# DATA FOR THE TASK

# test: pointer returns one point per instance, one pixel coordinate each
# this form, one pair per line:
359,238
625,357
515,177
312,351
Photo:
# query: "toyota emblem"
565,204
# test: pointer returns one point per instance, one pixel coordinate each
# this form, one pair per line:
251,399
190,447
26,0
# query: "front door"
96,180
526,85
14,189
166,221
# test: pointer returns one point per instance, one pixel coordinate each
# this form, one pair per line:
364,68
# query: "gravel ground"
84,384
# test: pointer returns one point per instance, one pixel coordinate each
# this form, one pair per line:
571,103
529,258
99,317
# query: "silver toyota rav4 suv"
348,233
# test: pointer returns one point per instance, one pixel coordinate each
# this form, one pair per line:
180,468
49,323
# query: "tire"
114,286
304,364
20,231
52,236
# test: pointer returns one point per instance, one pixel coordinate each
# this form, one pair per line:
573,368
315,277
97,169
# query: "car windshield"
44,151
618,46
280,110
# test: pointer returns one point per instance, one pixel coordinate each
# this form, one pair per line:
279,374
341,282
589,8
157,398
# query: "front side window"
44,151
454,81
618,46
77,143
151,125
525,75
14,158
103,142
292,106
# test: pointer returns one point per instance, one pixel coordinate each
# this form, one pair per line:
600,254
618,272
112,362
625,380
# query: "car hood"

# WHAT YOU NEED TO DO
Please restate every record above word for word.

# WRITTEN SOLUTION
# test: pointer returns one point per instance, one pixel coordinate each
# this form, one pair per line:
359,238
625,357
515,177
312,351
Photo:
# query: "toyota emblem"
565,204
# test: pointer returns one point per instance, one pixel coordinate each
# this form, one pair per line:
251,399
190,447
26,0
# query: "front door"
96,180
526,85
14,189
166,221
# test: pointer returns one point per instance, one pixel coordinate each
# this form, one pair per line:
364,68
# query: "gravel ground"
84,384
# test: pointer returns one point per instance, one pixel coordinate each
# this form, one pair per line:
571,103
529,258
99,317
# query: "silver toyota rav4 suv"
348,233
# test: pointer returns one point per instance, one pixel coordinate each
# this form, one pair per line:
180,468
49,323
# query: "tire"
114,286
304,364
20,231
52,236
# test: pointer returns one point per instance, one pixel coordinate each
# this form, one pair per line:
573,368
315,277
97,169
# query: "car windshield"
44,151
618,46
280,110
# test: pointer returns one point per instance, one pixel coordinate each
# this form, one pair per line:
279,374
341,282
589,8
157,398
# query: "front side window"
44,151
454,81
618,46
77,143
151,125
525,75
14,158
103,142
292,106
# test: pointer returns one point per instance, one pixel coordinate each
# this form, one pair per line:
600,254
618,272
112,362
625,380
# query: "car hood"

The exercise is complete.